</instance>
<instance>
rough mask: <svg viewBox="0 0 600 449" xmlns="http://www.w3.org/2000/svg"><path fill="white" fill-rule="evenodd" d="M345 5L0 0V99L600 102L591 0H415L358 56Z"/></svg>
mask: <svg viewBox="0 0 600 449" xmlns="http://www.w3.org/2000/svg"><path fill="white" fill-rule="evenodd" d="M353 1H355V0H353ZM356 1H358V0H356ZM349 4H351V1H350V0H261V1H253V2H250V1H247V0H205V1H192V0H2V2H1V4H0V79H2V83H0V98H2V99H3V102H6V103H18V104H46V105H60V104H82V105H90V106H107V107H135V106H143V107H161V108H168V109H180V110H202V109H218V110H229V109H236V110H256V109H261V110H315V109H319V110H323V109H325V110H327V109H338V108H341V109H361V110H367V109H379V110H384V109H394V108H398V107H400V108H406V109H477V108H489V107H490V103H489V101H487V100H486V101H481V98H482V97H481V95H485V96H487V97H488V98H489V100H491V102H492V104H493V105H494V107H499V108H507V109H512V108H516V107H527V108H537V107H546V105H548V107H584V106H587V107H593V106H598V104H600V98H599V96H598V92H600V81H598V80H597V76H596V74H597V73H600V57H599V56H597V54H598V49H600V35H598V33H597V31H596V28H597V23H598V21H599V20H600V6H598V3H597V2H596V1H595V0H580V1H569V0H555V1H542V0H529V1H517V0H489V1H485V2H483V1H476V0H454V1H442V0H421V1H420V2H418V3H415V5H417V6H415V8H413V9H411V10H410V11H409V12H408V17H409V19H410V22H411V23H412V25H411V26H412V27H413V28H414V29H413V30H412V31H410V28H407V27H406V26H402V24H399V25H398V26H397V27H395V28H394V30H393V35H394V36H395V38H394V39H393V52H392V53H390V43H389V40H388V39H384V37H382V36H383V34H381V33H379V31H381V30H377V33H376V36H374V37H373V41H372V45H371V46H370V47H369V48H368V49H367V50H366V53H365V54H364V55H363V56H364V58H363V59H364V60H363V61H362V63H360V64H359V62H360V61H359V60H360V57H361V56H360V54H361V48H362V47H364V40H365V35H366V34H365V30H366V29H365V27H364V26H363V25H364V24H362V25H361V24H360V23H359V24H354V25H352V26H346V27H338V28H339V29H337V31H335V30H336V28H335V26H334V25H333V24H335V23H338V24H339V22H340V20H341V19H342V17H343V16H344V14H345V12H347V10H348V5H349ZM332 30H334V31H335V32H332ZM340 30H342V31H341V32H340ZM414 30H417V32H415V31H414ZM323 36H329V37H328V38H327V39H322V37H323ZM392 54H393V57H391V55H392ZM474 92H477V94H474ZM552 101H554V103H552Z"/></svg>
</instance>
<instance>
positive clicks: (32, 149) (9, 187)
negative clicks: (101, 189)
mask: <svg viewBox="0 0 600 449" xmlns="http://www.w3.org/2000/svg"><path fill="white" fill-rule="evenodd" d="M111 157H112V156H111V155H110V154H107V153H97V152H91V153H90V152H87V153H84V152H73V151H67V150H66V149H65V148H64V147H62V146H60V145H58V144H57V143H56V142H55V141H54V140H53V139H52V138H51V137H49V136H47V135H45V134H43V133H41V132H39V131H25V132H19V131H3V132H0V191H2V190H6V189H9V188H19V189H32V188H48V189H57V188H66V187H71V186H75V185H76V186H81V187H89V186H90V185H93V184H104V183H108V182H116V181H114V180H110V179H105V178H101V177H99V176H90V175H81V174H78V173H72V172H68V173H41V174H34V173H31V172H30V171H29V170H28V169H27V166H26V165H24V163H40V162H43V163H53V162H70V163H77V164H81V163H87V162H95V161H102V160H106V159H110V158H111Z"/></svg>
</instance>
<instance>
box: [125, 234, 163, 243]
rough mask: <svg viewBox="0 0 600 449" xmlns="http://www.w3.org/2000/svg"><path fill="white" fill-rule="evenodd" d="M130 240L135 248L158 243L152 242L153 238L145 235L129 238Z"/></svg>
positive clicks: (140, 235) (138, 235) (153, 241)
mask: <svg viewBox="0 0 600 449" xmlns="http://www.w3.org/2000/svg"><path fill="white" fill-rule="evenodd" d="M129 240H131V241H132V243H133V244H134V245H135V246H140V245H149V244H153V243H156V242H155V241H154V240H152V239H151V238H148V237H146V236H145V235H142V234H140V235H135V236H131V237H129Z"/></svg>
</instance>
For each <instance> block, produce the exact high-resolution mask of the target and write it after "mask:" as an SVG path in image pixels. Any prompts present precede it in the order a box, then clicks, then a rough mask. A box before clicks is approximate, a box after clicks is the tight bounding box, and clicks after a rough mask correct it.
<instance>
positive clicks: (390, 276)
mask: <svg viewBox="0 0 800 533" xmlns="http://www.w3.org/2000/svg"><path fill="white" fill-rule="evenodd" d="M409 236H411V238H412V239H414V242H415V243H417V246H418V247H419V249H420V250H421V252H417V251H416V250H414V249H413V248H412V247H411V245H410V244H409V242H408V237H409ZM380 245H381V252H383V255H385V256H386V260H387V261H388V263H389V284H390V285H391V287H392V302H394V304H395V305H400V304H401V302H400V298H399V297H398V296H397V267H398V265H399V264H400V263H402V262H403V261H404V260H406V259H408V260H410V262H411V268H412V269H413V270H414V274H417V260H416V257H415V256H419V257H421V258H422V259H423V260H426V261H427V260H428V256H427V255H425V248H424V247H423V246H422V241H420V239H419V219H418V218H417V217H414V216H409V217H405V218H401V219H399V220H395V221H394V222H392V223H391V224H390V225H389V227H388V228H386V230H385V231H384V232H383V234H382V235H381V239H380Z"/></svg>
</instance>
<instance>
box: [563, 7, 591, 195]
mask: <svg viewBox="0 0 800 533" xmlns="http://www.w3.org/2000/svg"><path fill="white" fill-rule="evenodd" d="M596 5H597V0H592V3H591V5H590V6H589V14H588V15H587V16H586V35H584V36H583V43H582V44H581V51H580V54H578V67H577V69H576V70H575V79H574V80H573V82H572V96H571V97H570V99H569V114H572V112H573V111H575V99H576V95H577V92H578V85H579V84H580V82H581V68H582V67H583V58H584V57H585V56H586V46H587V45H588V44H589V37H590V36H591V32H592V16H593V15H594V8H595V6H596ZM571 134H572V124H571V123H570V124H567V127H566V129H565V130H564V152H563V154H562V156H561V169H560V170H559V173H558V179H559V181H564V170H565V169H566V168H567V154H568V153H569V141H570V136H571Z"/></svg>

ASSIGNED TASK:
From the first line to the last, retype the records exactly as they stand above.

ANSWER BOX:
</instance>
<instance>
rough mask: <svg viewBox="0 0 600 449" xmlns="http://www.w3.org/2000/svg"><path fill="white" fill-rule="evenodd" d="M345 5L0 0V99L600 102L591 0H415L358 56Z"/></svg>
mask: <svg viewBox="0 0 600 449" xmlns="http://www.w3.org/2000/svg"><path fill="white" fill-rule="evenodd" d="M353 1H355V0H353ZM356 1H358V0H356ZM349 4H351V1H350V0H261V1H253V2H250V1H247V0H205V1H192V0H2V2H1V4H0V79H2V83H0V98H2V99H3V102H6V103H18V104H46V105H60V104H82V105H90V106H107V107H135V106H143V107H161V108H168V109H180V110H202V109H218V110H229V109H236V110H256V109H261V110H315V109H319V110H323V109H325V110H327V109H338V108H341V109H361V110H367V109H379V110H384V109H394V108H398V107H400V108H406V109H477V108H489V107H490V103H489V101H487V100H486V101H481V98H482V97H481V95H485V96H487V97H488V98H489V100H491V102H492V104H493V105H494V107H499V108H507V109H512V108H516V107H527V108H537V107H546V105H548V107H584V106H587V107H593V106H598V104H600V98H599V96H598V92H600V81H598V80H597V76H596V74H597V73H600V57H599V56H597V54H598V49H600V35H598V33H597V31H596V28H597V23H598V21H599V20H600V6H598V3H597V2H596V1H595V0H580V1H569V0H555V1H542V0H529V1H517V0H489V1H485V2H483V1H476V0H454V1H442V0H421V1H420V2H418V3H415V5H417V6H415V8H413V9H411V10H410V11H409V12H408V17H409V19H410V22H411V23H412V25H411V26H412V27H413V28H414V29H413V30H412V31H410V28H407V27H406V26H402V24H399V25H398V26H397V27H395V28H394V30H393V35H394V36H395V38H394V39H393V52H392V53H390V43H389V40H388V39H384V37H382V36H383V34H381V33H379V31H381V30H377V33H376V36H374V37H373V41H372V45H371V46H370V47H369V48H368V49H367V50H366V53H365V54H364V55H363V56H364V58H363V59H364V60H363V61H362V63H360V64H359V62H360V61H359V60H360V57H361V56H360V54H361V48H362V47H364V40H365V35H366V34H365V30H366V29H365V27H364V26H363V25H364V24H362V25H361V24H360V23H359V24H354V25H352V26H346V27H338V28H339V29H337V31H335V30H336V28H335V26H334V25H333V24H335V23H338V24H339V22H340V20H341V19H342V17H343V16H344V14H345V12H347V10H348V5H349ZM332 30H334V31H335V32H332ZM340 30H342V31H341V32H340ZM414 30H417V32H415V31H414ZM323 36H329V37H328V38H327V39H322V37H323ZM392 54H393V57H391V55H392ZM474 92H477V94H474ZM552 101H554V103H552Z"/></svg>
</instance>
<instance>
positive clicks: (32, 149) (9, 187)
negative clicks: (101, 189)
mask: <svg viewBox="0 0 600 449" xmlns="http://www.w3.org/2000/svg"><path fill="white" fill-rule="evenodd" d="M111 157H112V156H111V155H110V154H107V153H97V152H91V153H90V152H87V153H84V152H73V151H67V150H66V149H65V148H64V147H62V146H60V145H58V144H57V143H56V142H55V141H54V140H53V139H52V138H51V137H49V136H47V135H45V134H43V133H41V132H39V131H25V132H19V131H3V132H0V191H2V190H6V189H9V188H19V189H32V188H48V189H57V188H66V187H71V186H75V185H76V186H81V187H89V186H90V185H93V184H104V183H108V182H116V181H114V180H110V179H105V178H101V177H99V176H90V175H81V174H78V173H72V172H68V173H41V174H34V173H31V172H30V171H29V170H28V169H27V166H26V165H24V163H40V162H43V163H53V162H70V163H77V164H81V163H87V162H95V161H102V160H106V159H110V158H111Z"/></svg>
</instance>
<instance>
box: [125, 234, 163, 243]
rough mask: <svg viewBox="0 0 600 449" xmlns="http://www.w3.org/2000/svg"><path fill="white" fill-rule="evenodd" d="M130 240L135 248L158 243L152 242L153 238L145 235L129 238Z"/></svg>
positive clicks: (140, 235) (138, 235) (153, 241)
mask: <svg viewBox="0 0 600 449" xmlns="http://www.w3.org/2000/svg"><path fill="white" fill-rule="evenodd" d="M129 240H131V241H132V243H133V244H134V245H135V246H140V245H149V244H153V243H156V242H155V241H154V240H152V239H151V238H148V237H146V236H145V235H142V234H140V235H135V236H131V237H129Z"/></svg>
</instance>
For each <instance> block, produce the exact high-resolution mask of the target and write it after "mask:" as an SVG path in image pixels. Any prompts present precede it in the order a box, then clicks, then a rough mask. A box before clicks is approximate, a box after clicks is the tight bounding box, and clicks after a rough mask correct it.
<instance>
positive clicks: (390, 276)
mask: <svg viewBox="0 0 800 533" xmlns="http://www.w3.org/2000/svg"><path fill="white" fill-rule="evenodd" d="M409 236H411V238H412V239H414V242H415V243H417V246H418V247H419V249H420V250H421V252H417V251H416V250H414V249H413V248H412V247H411V245H410V244H409V242H408V237H409ZM380 245H381V252H383V255H385V256H386V260H387V261H388V263H389V284H390V285H391V287H392V302H394V304H395V305H400V304H401V302H400V298H399V297H398V296H397V267H398V265H399V264H400V263H402V262H403V261H404V260H406V259H408V260H410V262H411V268H412V269H413V270H414V274H417V260H416V257H415V256H419V257H421V258H422V259H423V260H426V261H427V260H428V256H427V255H425V248H424V247H423V246H422V241H420V239H419V219H418V218H417V217H414V216H409V217H405V218H401V219H399V220H395V221H394V222H392V223H391V224H390V225H389V227H388V228H386V230H385V231H384V232H383V234H382V235H381V239H380Z"/></svg>
</instance>
<instance>
box: [563, 7, 591, 195]
mask: <svg viewBox="0 0 800 533" xmlns="http://www.w3.org/2000/svg"><path fill="white" fill-rule="evenodd" d="M596 5H597V0H592V3H591V5H590V6H589V14H588V15H587V16H586V35H584V36H583V43H582V44H581V51H580V54H578V67H577V69H576V70H575V79H574V80H573V82H572V96H571V97H570V99H569V114H572V112H573V111H575V99H576V95H577V92H578V85H579V84H580V82H581V68H582V67H583V58H584V57H585V56H586V46H587V45H588V44H589V37H590V36H591V32H592V16H593V15H594V8H595V6H596ZM571 134H572V124H571V123H570V124H567V127H566V129H565V130H564V152H563V154H562V156H561V169H560V170H559V173H558V179H559V181H564V170H565V169H566V168H567V154H568V153H569V141H570V136H571Z"/></svg>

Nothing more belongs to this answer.